_What you have to do_:
Reproduce the material below line by line, with no changes.

_Provided information_:
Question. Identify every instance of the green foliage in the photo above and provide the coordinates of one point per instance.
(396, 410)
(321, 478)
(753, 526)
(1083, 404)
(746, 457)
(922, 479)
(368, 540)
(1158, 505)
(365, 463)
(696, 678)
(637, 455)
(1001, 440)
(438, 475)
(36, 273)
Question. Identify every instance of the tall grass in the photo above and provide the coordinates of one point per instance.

_Answer for this exercise_:
Question. Identify every instance of the green foliage in the photo above and provide the coordinates of one point per instance.
(396, 410)
(321, 478)
(753, 526)
(1083, 404)
(746, 457)
(922, 479)
(368, 540)
(1158, 505)
(365, 463)
(696, 678)
(637, 455)
(1001, 440)
(438, 475)
(36, 273)
Question. Identify every instance of the tall grass in the photo above and provide the coordinates of one point per instance.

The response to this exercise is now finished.